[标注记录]
----------------------------------------

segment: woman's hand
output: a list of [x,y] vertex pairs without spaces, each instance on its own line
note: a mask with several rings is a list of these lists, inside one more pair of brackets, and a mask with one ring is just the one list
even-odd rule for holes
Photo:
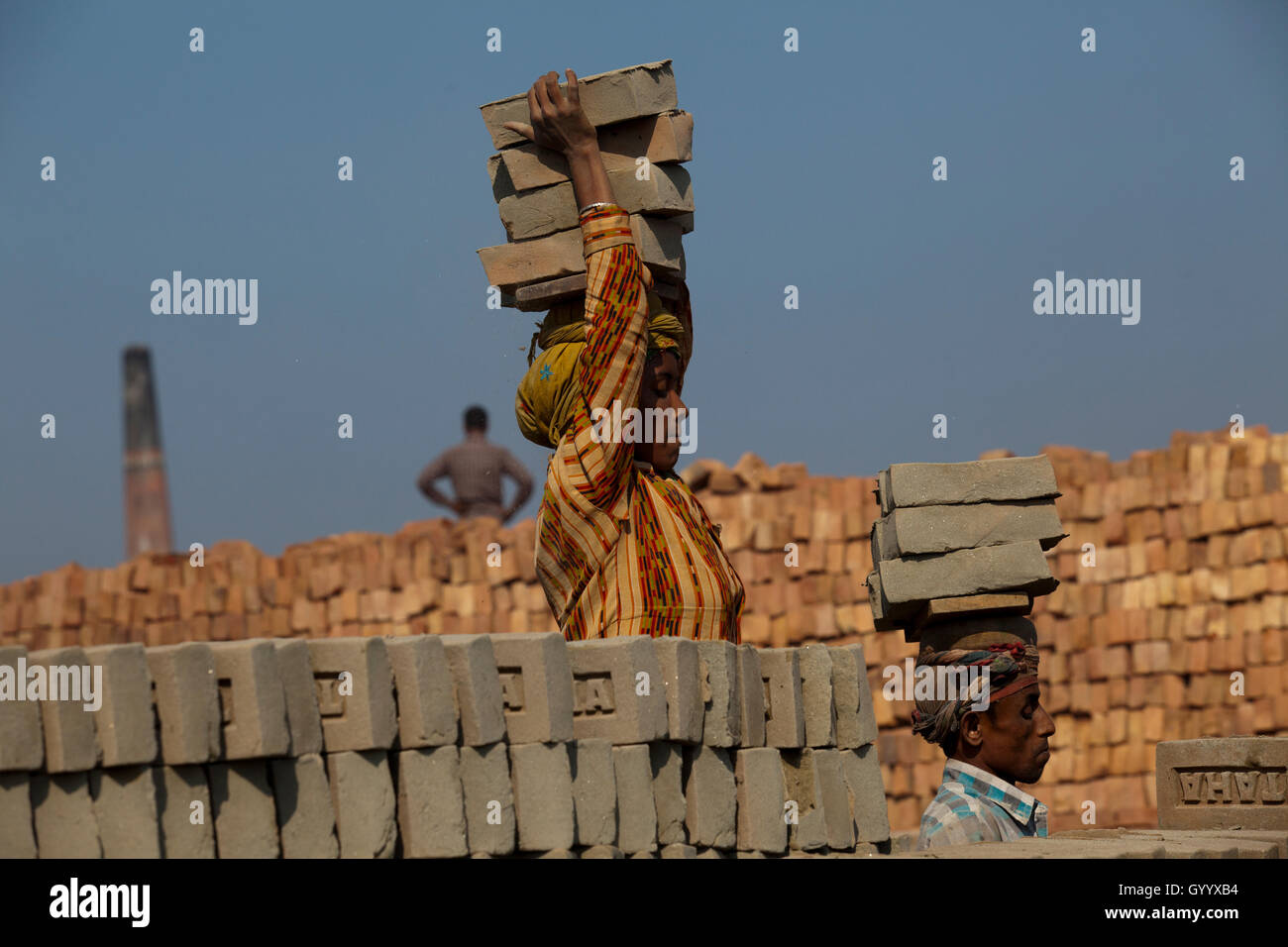
[[516,131],[529,142],[542,148],[573,155],[599,148],[595,126],[590,124],[581,107],[581,91],[577,88],[577,73],[565,70],[568,76],[568,95],[559,89],[559,79],[554,71],[541,76],[528,89],[528,112],[532,124],[518,121],[502,122],[505,128]]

----------------------------------------

• 你的任务: 将以上所有行中的“instance”替换为“object”，其余内容一律不变，再完整写出这些行。答案中不要包含图片。

• 练习答复:
segment: woman's hand
output: a list of [x,y] vertex pairs without spaces, each object on its own line
note: a mask with several rings is a list of these lists, inside one more pair of brackets, and a mask with one ring is just the one list
even-odd rule for holes
Photo:
[[516,131],[529,142],[542,148],[573,155],[599,148],[595,126],[590,124],[581,107],[581,91],[577,88],[577,73],[565,70],[568,76],[568,95],[559,89],[559,79],[554,71],[541,76],[528,89],[528,112],[532,124],[518,121],[502,122],[505,128]]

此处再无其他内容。